> [EXERCISE AIM]
Give back every line of the data below word for word, leaving out the pictures.

> [INPUT RECORDS]
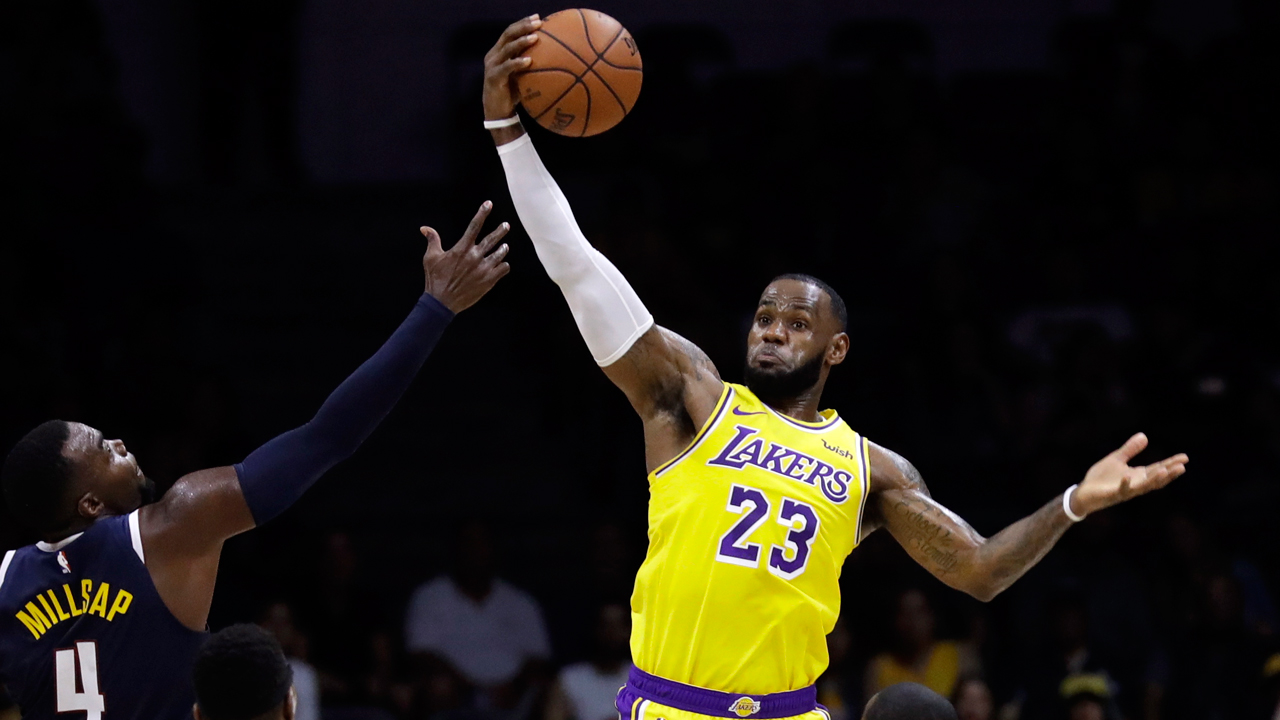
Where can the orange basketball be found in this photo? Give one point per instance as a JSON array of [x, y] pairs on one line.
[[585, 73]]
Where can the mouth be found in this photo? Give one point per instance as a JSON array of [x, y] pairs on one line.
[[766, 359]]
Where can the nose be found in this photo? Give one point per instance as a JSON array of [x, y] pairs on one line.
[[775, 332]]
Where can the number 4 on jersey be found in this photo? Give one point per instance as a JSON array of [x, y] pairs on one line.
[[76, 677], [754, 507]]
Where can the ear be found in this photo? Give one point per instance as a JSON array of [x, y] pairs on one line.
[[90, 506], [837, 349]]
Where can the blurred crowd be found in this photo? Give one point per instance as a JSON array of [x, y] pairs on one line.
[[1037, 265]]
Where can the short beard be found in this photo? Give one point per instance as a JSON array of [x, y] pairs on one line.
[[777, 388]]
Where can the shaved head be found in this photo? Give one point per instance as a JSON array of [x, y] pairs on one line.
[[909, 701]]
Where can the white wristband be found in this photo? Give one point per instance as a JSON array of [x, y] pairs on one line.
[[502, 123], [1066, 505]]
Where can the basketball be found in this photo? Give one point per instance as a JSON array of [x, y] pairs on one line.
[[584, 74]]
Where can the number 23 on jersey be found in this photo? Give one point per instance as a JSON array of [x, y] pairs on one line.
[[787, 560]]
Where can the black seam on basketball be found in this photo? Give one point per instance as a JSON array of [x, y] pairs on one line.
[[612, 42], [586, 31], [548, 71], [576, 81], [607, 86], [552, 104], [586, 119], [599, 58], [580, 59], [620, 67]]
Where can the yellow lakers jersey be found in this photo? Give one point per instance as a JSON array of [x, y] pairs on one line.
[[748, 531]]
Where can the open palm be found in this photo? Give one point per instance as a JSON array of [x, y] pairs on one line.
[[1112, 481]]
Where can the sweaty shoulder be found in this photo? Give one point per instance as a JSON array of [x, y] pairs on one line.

> [THE SOLUTION]
Where can the orange basketball be found in this photo? Give one point per instance as a JSON array of [x, y] pairs on one line.
[[585, 73]]
Where can the mouth be found in this photo? Give one point per instance as a JSON array of [x, y] pairs on one line.
[[766, 359]]
Where can the nose be found in this photo? Give one point per instance as a JSON array of [x, y] pairs on one line.
[[775, 332]]
Where can the number 4 on jersey be found in this photo? Give one point per instance as a JSON array of [x, y] pairs on one line.
[[76, 677], [754, 507]]
Where can the ear be found in this photo? Give one point per instance as a JSON array of [x, y] pairs on one line.
[[90, 506], [837, 349]]
Where can the blurred crowd be found in this photo? Give one point per instance as a JSON array of [x, y] pairs on one line.
[[1037, 265]]
Where can the short beard be found in this photo? Give one point per instance as a JSON array of [x, y] pairs on one line.
[[777, 388]]
Where can the shaved head be found in this photo? Give one point per instance as a JSON array of [x, y] pairs on one line.
[[909, 701]]
Where can the white wristband be found in this photo? Give one point per instance as a JSON array of [x, y] pairs on one line.
[[502, 123], [1066, 505]]
Where can the basketball be found in this photo? Give one point per instance as a JSON array of [x, y] pairs on one line.
[[584, 74]]
Where can the number 23 on jersey be found in this photo? Give one point per instance as a JSON array of [x, y] pairs on one line.
[[787, 560]]
Where can the black seam on basketball be found in this photo? Give one point per instance as a JSON array of [x, y] pairs on one line.
[[612, 42], [586, 31], [548, 71], [576, 81], [607, 86], [552, 104], [586, 119], [599, 58], [580, 59], [620, 67]]
Where can the yellow lakers jersey be found in this photo? Give one point per instance as a JSON array of [x, y] pairs on one line.
[[748, 531]]
Where can the open palm be found in this photo? Give one point per instance as a JSON array of [x, y] pairs on one line.
[[1112, 481]]
Where can the sweaty shoulder be found in this photo? Give one point per instance as a JSON array of [x, y] pairs on one line.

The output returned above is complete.